Kenya holds 2 Somali deputy ministers over immigration breach
www.chinaview.cn 2006-06-22 21:22:24

    NAIROBI, June 22 (Xinhua) -- Kenyan authorities said Thursday they had detained two Somali deputy ministers who entered the east African nation unlawfully.

    Police spokesman Gideon Kibunjah confirmed that Abdiqasi Maalim Hassan, who is an assistant minister in the Ministry of Telecommunication, and his Agriculture counterpart Ismail Abdi Mohammed, are being held in Mandera, northern Kenya, for flouting immigration laws.

    "The two who were arrested while traveling to Nairobi at a police road block in Mandera town on Wednesday are being held by immigration officials," Kibunja told Xinhua by telephone.

    The two, however, reportedly denied claims that they entered the country illegally, noting that they were on a mission to reconcile the warring clans at the Somalia/Kenya border.

Stored data entries:
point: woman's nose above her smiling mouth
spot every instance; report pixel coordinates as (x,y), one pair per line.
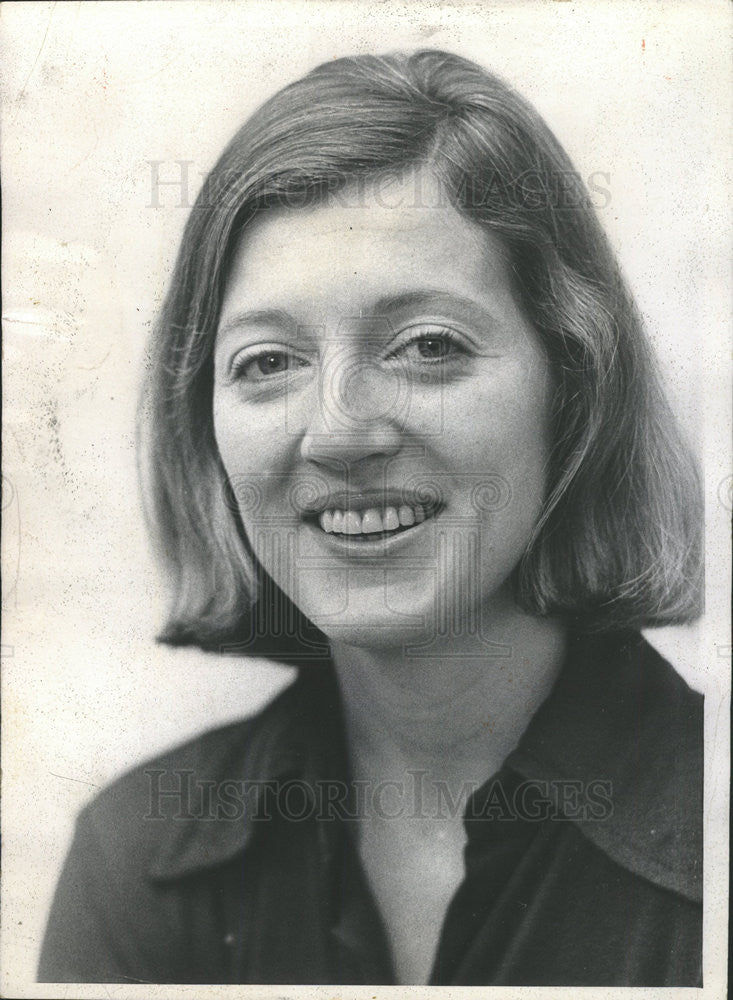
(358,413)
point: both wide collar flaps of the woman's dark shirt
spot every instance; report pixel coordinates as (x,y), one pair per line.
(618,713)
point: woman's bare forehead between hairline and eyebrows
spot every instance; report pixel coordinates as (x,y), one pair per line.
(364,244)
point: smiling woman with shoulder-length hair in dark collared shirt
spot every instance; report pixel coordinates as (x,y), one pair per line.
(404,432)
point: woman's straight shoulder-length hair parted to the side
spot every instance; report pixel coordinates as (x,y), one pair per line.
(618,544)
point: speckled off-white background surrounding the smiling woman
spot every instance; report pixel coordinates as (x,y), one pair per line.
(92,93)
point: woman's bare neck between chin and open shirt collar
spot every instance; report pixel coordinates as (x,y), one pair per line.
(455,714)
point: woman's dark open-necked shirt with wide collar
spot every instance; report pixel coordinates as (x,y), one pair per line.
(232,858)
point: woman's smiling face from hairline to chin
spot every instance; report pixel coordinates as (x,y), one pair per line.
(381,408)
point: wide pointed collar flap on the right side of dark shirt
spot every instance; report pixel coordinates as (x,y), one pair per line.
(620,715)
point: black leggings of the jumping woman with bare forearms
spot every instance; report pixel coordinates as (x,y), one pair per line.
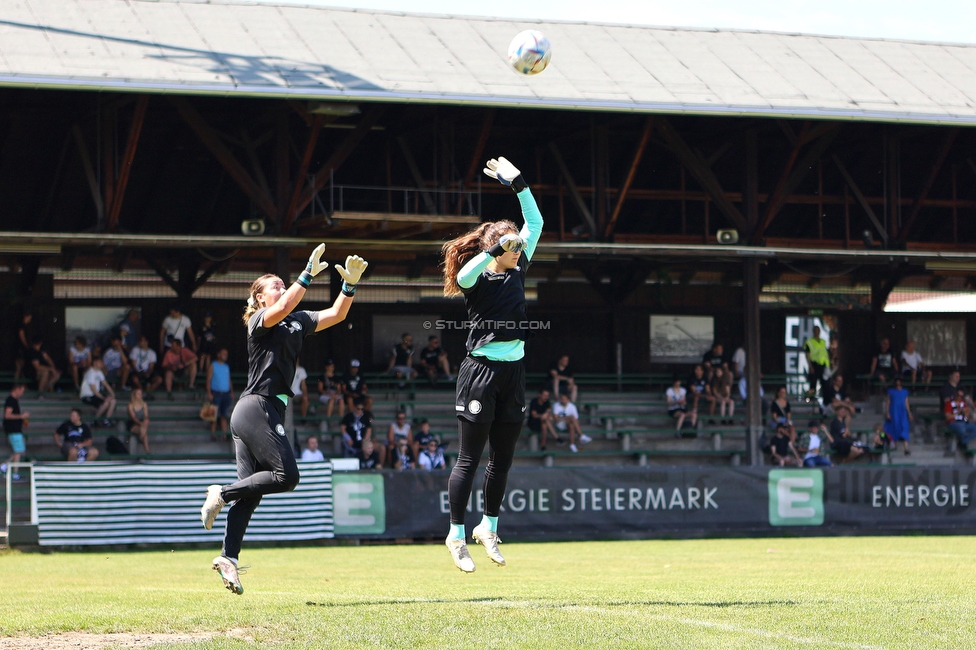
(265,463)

* * *

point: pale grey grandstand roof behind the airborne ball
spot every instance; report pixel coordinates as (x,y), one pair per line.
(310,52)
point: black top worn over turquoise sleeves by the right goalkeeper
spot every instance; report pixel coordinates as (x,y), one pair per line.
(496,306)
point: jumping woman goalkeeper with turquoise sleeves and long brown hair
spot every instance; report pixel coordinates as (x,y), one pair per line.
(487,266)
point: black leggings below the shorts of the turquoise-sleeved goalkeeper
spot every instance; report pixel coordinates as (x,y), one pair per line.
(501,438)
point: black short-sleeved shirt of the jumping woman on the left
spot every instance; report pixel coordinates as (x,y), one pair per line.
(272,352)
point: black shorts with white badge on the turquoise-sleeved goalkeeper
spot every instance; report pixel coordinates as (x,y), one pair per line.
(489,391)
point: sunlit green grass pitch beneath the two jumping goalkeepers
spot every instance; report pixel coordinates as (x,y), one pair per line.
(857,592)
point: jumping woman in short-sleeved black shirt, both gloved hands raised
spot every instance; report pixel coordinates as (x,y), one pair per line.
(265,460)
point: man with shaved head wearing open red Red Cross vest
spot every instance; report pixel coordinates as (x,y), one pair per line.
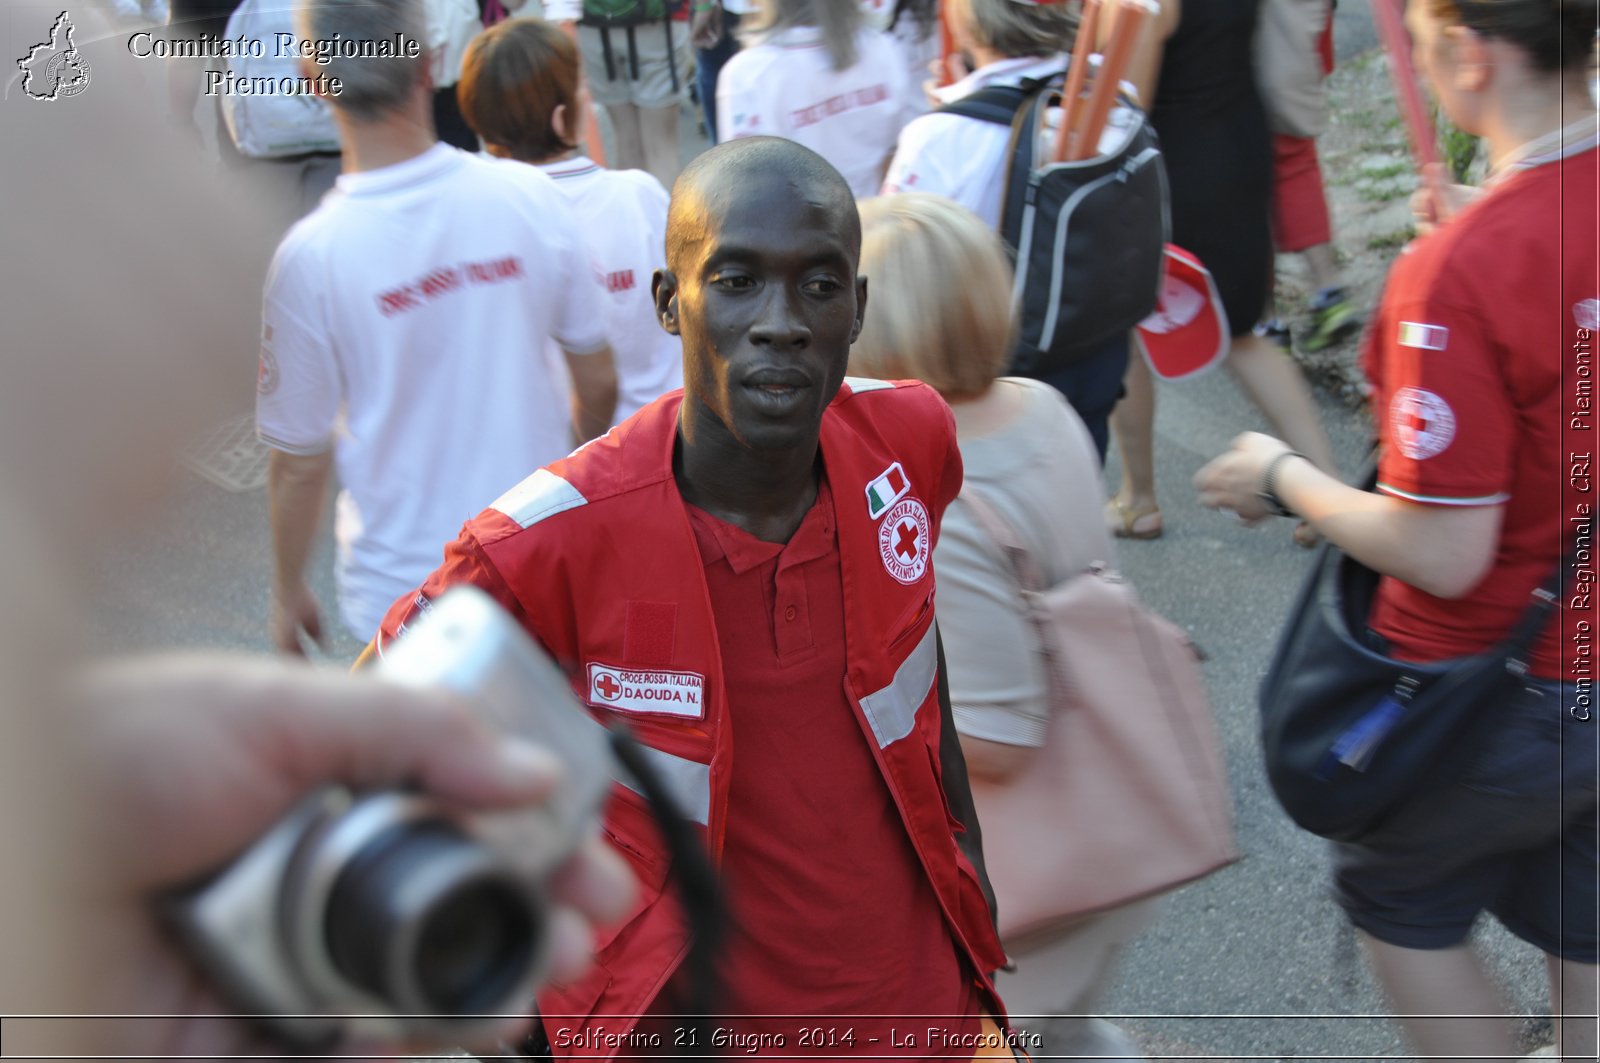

USING THE INFORMATION:
1. Answer these questions from the news report on the detained Somali deputy ministers:
(a) Where in Kenya are the two officials being held?
(b) On what day were they arrested, and at what kind of checkpoint?
(c) According to the two officials, what mission were they on?
2. Resume the news report on the detained Somali deputy ministers, continuing on from its final paragraph.
The items that come after the news report are separate material.

ANSWERS FOR THE TASKS:
1.
(a) In Mandera, northern Kenya.
(b) On Wednesday, at a police road block in Mandera town.
(c) A mission to reconcile the warring clans at the Somalia/Kenya border.

2.
    "We entered Kenya through Wilson Airport in Nairobi and proceeded to Elwak in Mandera to reconcile the Garre clan of Kenya and the Marihan clan of Somalia," Hassan reportedly said.

    Kenya's northern frontier districts have often borne the brunt of insecurity with militia from neighboring Somalia and Ethiopia carrying out raids on Kenyan villages.

    Fighting is common in Kenya's poor and arid east and north where the mainly pastoral clans fight mainly for water and pasture.

    The arrest comes barely a fortnight after a warlord from Somalia, behind the spate of violence in Mogadishu, was arrested in Nairobi and deported.

    It also comes after the East African states agreed to isolate leaders of armed factions in Somalia by imposing a regional travel ban on them and freezing their assets in a bid to help the nation's fledgling transitional federal government restore stability.

    Kenya took the lead last week, imposing sanctions against Somalia's so-called "warlords" after they and their militia were driven out of Mogadishu, Somalia's capital, by forces loyal to the city’s Islamic courts.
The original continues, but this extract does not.